Leave out the pictures and restate every entry word for word.
----------
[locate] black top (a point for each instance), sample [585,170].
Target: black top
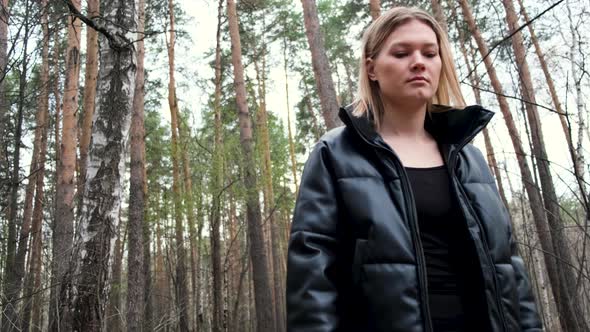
[439,222]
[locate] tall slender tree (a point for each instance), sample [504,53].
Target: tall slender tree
[4,165]
[135,256]
[563,256]
[63,223]
[535,199]
[217,174]
[375,8]
[90,75]
[181,279]
[321,66]
[13,270]
[262,284]
[33,306]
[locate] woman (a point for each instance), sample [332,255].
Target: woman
[398,225]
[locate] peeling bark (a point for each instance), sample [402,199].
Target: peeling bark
[100,211]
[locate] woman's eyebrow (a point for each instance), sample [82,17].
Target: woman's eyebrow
[408,44]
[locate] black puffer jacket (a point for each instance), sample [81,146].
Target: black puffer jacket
[355,261]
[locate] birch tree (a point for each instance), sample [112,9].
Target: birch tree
[100,211]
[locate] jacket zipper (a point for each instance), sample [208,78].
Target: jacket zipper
[456,184]
[415,230]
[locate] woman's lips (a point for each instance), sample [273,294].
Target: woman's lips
[418,79]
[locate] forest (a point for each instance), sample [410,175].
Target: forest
[151,150]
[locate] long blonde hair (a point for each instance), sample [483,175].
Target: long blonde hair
[368,100]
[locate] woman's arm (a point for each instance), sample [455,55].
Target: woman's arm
[311,290]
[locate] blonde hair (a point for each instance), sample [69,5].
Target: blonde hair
[368,100]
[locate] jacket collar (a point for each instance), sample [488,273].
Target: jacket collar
[446,124]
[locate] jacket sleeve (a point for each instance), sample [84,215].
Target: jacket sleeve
[529,317]
[311,289]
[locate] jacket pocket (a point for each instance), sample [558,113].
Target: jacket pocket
[360,249]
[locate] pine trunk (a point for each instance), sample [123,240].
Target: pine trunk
[291,144]
[181,278]
[90,75]
[63,225]
[321,66]
[12,271]
[218,184]
[4,107]
[570,305]
[536,202]
[100,211]
[439,15]
[274,237]
[262,285]
[135,255]
[38,164]
[375,8]
[474,79]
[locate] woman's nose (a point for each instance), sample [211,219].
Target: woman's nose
[417,62]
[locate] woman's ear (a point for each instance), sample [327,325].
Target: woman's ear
[370,65]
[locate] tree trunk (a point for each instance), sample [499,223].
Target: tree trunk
[439,15]
[262,290]
[474,79]
[291,144]
[135,263]
[534,195]
[100,211]
[375,8]
[570,305]
[161,285]
[38,166]
[13,271]
[181,280]
[57,115]
[4,107]
[114,318]
[273,238]
[321,67]
[63,224]
[91,72]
----------
- Exercise answer:
[locate] black top (a point for each instance), sample [585,170].
Target: black top
[439,222]
[locate] tall slender tree (a point for each instance), sample [504,53].
Target: tall slender tree
[4,165]
[135,256]
[563,256]
[63,223]
[535,199]
[217,174]
[375,8]
[90,75]
[181,279]
[321,66]
[13,270]
[262,284]
[33,306]
[locate] woman (a point for each instance), sample [332,255].
Target: woman
[398,225]
[locate] peeling bark (a point for each instance), sample [402,199].
Target: peeling bark
[100,211]
[locate] woman's eyebrow (a point for each instance), sample [82,17].
Target: woman's eyebrow
[408,44]
[locate] black puffer jacket (a point for each instance), sample [81,146].
Target: black puffer jacket
[355,261]
[locate] birch tree (a point for each instance), sample [112,9].
Target: birch tree
[100,211]
[locate] jacket zipper (a point for each instance), sample [208,78].
Target: jacket zipper
[456,184]
[415,230]
[locate] woman's lips (a point for each instance), sample [273,294].
Target: woman's lips
[418,79]
[locate] forest (a point for each instance), sample [410,175].
Target: forest
[151,150]
[locate] long blonde hair (a point for each instance), sample [483,175].
Target: long blonde hair
[368,100]
[locate] woman's arm (a point for each instance), sample [455,55].
Target: woman's arm
[311,290]
[locate] blonde hair (a point for each instance), sample [69,5].
Target: blonde hair
[368,100]
[locate] jacket collar (a point for each instance), sample [488,273].
Target: jacket collar
[446,124]
[locate] jacket sleeve (a point for each instance), sample [84,215].
Target: jacket sleeve
[529,317]
[311,289]
[locate] jacket pocket (a point for each instance), sample [558,113].
Target: jacket pocket
[360,249]
[locate] pine trunk (a point for each instance), sample [123,240].
Target: pine trunk
[291,144]
[181,278]
[90,75]
[63,225]
[321,66]
[12,271]
[218,184]
[4,107]
[570,305]
[536,202]
[100,211]
[439,15]
[274,237]
[262,285]
[135,255]
[38,164]
[375,8]
[474,79]
[locate] woman's nose (a point for each instance), sample [211,219].
Target: woman's nose
[417,62]
[locate] woman's ear (a point for each instance), sample [327,325].
Target: woman's ear
[370,65]
[locate] tree trunk (a point for each instance), sample [499,223].
Target: tree trunk
[439,15]
[262,290]
[474,79]
[291,144]
[135,263]
[534,195]
[100,211]
[375,8]
[570,305]
[161,285]
[38,166]
[13,271]
[181,280]
[57,115]
[4,107]
[114,318]
[273,238]
[321,67]
[63,224]
[91,72]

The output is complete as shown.